■ **To do**: Copy out each line of the entries below in which the string "neck" appears.
======== Entries supplied
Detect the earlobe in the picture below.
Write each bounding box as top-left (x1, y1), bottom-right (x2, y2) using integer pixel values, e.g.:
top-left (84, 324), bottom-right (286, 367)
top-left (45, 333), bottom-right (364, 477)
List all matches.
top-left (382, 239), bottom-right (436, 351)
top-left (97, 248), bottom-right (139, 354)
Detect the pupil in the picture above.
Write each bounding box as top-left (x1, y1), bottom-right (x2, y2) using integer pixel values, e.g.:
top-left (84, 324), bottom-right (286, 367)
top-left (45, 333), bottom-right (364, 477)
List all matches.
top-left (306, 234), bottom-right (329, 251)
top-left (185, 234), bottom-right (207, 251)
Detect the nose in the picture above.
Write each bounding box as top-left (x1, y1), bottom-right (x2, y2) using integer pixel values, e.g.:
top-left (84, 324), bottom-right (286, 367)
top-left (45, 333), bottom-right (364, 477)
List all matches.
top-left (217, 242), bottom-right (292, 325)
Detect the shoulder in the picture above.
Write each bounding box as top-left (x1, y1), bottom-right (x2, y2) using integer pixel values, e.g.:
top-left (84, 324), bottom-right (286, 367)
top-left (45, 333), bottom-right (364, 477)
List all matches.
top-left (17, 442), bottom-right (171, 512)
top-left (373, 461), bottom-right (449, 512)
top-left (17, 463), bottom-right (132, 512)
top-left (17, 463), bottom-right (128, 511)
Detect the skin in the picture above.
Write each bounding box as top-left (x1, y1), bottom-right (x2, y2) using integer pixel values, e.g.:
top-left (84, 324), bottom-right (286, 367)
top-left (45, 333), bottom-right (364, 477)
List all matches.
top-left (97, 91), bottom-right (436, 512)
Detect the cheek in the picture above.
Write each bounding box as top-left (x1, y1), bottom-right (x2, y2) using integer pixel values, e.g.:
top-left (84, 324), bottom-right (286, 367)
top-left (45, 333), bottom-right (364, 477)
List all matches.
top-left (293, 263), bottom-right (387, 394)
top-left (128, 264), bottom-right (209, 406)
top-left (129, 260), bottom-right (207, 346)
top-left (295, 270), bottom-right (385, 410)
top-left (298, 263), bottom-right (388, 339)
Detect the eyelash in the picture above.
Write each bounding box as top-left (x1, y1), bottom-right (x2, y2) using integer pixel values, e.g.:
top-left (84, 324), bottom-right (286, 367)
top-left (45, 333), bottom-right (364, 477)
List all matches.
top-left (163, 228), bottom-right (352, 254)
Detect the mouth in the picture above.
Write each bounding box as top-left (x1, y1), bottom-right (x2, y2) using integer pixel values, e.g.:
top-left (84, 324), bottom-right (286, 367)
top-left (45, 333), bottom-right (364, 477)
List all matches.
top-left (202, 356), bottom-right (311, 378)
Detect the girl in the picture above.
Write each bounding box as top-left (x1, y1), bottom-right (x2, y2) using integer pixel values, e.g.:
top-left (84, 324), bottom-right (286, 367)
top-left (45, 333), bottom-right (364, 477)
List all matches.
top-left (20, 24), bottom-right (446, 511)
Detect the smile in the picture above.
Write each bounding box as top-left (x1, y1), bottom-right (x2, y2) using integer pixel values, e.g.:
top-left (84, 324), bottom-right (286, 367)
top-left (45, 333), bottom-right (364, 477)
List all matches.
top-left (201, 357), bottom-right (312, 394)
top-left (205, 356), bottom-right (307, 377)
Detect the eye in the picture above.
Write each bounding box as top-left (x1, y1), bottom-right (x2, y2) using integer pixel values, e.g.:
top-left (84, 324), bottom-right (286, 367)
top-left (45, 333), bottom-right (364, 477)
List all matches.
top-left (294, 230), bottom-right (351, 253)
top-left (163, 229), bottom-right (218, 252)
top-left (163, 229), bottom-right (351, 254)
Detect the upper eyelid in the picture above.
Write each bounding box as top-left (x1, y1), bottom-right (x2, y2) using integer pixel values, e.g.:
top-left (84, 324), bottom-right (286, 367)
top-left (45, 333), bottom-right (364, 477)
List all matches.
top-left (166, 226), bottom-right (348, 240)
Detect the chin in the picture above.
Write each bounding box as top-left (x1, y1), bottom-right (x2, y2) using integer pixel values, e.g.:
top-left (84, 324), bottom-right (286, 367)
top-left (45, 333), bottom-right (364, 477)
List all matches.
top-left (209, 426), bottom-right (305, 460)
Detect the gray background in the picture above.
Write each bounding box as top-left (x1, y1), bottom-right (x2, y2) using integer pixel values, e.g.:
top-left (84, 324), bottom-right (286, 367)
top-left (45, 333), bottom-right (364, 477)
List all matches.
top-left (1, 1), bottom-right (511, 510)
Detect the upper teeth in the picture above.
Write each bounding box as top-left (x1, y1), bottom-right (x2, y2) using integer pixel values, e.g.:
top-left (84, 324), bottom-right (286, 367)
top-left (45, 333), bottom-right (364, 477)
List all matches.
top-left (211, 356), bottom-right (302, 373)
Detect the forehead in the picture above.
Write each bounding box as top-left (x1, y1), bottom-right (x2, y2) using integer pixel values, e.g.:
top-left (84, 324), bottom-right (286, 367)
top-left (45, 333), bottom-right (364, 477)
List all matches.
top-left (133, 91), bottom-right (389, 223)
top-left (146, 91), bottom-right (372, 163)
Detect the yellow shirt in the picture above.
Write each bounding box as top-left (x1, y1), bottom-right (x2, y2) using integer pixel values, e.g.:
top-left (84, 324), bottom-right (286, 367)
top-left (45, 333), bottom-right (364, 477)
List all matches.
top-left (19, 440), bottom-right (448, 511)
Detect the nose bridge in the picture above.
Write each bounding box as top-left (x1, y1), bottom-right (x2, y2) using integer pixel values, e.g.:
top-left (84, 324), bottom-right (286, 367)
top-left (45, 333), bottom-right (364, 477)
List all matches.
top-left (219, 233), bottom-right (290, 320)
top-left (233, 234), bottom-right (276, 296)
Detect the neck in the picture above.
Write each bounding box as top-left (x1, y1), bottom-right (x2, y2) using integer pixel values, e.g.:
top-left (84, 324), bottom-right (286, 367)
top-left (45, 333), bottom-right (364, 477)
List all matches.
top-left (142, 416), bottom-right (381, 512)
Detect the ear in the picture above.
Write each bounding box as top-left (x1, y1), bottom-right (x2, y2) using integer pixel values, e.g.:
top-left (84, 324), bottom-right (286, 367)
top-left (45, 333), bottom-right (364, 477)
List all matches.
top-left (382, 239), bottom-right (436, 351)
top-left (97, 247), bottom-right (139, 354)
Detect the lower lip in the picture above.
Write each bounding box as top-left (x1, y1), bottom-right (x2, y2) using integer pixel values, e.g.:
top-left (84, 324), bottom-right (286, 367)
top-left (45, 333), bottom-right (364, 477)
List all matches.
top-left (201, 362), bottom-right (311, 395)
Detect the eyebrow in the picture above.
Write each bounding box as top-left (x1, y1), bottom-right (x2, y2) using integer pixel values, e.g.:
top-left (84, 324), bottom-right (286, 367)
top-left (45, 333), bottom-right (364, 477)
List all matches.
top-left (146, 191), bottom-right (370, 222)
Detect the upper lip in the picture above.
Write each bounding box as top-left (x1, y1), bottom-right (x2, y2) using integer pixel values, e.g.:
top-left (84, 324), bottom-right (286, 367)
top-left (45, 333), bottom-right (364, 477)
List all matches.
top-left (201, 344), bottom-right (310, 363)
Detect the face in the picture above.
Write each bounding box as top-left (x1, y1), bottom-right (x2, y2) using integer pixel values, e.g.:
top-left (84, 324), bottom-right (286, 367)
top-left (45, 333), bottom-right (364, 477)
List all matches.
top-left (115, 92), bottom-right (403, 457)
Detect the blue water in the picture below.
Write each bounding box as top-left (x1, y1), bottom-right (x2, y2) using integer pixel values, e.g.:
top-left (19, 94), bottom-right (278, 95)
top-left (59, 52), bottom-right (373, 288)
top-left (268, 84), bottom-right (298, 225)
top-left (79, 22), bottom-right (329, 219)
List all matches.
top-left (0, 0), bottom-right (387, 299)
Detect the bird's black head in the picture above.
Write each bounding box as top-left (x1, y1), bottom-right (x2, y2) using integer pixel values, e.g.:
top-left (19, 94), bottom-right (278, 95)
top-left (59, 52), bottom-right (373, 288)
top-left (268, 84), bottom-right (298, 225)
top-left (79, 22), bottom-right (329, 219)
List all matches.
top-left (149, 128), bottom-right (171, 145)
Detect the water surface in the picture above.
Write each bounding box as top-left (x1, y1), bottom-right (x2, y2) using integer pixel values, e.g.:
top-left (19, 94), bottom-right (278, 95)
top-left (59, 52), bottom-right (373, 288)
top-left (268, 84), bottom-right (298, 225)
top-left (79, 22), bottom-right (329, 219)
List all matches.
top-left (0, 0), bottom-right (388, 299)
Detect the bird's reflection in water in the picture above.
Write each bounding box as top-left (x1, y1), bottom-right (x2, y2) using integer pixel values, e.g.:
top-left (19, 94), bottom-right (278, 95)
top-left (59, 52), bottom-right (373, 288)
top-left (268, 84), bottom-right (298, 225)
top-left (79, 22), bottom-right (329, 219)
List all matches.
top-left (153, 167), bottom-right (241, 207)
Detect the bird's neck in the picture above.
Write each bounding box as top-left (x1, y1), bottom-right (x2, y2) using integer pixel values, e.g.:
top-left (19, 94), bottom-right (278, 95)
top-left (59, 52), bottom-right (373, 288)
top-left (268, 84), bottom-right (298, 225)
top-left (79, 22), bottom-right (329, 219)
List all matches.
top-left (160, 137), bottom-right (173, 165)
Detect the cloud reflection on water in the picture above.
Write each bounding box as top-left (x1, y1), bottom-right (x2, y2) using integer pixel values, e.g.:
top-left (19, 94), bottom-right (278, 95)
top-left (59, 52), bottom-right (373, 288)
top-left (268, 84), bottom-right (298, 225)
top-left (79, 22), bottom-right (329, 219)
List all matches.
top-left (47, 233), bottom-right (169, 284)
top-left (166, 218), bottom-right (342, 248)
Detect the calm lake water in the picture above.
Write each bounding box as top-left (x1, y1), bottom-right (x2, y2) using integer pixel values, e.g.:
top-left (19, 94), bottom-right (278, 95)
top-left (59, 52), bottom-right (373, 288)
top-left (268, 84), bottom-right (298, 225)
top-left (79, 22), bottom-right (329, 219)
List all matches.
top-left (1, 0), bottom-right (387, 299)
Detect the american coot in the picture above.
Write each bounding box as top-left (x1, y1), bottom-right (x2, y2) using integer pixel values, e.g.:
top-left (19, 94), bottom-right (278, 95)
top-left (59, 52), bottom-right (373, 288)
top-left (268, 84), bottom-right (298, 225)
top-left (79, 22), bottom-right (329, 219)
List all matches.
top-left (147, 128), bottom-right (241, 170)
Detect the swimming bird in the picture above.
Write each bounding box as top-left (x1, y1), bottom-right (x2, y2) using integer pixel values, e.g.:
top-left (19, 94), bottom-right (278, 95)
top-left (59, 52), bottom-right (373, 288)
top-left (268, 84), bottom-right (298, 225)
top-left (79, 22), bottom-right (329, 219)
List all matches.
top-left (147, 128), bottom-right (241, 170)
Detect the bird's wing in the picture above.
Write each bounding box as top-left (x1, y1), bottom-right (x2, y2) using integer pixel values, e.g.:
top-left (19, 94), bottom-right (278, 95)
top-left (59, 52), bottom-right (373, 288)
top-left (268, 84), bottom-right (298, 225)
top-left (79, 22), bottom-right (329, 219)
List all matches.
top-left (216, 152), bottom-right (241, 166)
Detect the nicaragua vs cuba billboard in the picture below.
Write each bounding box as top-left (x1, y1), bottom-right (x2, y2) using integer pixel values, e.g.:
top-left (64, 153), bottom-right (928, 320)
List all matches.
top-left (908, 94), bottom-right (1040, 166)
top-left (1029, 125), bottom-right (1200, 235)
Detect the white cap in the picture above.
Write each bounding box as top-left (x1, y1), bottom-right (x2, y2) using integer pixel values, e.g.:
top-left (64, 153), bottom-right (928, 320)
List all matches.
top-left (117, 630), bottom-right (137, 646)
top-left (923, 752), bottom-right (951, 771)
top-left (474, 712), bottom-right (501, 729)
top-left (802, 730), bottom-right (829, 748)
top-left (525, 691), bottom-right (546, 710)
================
■ **Answer box**:
Detect the neck in the picture above.
Detect the bird's neck in the picture above.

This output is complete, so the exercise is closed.